- **Supplied records**
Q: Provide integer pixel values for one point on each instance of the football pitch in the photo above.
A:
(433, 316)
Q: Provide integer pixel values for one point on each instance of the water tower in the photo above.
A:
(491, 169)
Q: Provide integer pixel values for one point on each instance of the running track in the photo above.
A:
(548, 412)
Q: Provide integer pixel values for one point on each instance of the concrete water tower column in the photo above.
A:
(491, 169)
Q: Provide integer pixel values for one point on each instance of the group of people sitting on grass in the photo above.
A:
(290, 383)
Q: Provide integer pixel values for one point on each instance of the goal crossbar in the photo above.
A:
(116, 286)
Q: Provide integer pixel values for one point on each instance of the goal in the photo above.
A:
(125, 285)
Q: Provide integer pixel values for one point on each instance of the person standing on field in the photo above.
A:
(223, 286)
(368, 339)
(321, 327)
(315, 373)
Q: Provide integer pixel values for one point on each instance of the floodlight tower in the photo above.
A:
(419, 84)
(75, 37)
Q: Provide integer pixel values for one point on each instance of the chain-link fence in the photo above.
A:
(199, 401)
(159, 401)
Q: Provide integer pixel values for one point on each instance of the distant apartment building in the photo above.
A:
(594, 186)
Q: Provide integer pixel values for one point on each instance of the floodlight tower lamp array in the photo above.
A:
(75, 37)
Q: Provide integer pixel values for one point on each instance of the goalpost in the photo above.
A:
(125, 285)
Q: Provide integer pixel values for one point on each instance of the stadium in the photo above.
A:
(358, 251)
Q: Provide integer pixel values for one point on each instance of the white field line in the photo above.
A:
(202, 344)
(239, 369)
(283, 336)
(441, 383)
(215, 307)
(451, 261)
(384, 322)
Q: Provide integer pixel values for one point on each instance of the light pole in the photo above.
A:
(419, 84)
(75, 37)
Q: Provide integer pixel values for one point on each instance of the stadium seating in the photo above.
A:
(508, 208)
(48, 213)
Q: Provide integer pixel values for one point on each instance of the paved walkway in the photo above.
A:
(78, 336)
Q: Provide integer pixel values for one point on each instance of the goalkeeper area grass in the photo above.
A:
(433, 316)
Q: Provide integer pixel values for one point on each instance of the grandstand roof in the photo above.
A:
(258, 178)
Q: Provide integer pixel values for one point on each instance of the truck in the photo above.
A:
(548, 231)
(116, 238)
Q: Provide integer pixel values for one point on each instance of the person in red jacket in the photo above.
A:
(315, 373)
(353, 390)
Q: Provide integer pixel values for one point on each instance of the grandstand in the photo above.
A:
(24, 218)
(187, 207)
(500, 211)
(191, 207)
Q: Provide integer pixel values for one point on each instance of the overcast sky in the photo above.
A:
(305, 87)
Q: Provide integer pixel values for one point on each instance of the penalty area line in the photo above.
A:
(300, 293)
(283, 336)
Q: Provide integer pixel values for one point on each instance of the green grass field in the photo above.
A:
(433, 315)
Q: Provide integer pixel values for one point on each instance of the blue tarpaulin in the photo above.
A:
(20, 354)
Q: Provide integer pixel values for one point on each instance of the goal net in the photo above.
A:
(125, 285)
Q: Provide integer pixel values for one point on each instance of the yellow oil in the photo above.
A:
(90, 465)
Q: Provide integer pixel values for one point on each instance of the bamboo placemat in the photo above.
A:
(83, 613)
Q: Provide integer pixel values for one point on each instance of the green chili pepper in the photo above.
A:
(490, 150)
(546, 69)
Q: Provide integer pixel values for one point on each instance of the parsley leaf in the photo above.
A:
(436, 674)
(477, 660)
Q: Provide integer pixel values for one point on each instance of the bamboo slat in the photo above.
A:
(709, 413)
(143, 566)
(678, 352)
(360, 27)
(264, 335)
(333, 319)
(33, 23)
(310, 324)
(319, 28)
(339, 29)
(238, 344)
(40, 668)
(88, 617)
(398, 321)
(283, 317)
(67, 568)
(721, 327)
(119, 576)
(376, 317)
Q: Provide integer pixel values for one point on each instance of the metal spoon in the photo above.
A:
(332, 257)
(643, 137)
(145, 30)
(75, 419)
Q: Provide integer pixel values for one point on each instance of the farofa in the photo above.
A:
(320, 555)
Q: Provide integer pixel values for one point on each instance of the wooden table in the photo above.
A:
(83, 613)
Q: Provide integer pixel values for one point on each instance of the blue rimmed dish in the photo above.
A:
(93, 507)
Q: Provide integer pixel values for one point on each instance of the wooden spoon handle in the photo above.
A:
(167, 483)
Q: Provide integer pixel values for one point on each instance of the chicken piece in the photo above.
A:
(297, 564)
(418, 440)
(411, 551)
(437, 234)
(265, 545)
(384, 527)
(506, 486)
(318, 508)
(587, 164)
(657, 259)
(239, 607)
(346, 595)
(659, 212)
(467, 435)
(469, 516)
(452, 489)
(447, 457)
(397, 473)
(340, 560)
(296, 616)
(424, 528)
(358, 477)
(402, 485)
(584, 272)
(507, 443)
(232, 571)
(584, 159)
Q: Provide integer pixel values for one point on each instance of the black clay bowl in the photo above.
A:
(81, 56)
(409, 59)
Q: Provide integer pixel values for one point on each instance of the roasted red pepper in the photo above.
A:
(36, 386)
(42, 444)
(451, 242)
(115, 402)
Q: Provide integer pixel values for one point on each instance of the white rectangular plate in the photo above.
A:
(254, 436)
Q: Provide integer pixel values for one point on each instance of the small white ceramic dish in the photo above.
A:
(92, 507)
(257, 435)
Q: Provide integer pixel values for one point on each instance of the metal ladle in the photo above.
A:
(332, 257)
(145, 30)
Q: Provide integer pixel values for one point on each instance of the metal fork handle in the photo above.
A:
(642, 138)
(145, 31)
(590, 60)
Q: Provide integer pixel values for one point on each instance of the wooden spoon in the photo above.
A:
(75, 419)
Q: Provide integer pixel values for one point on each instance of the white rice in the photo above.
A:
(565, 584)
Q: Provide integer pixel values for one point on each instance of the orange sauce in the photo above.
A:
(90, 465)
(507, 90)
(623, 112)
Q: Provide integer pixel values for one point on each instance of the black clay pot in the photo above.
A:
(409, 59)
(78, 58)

- **Problem details**
Check the data for the word "blue" and pull out the lines that have it.

- **Solution to the problem**
Q: Provide integer pixel values for one point on each instance of the blue tarpaulin in the photo above.
Q: Provide integer pixel values for one point on each instance of the blue rimmed dish in the photo above.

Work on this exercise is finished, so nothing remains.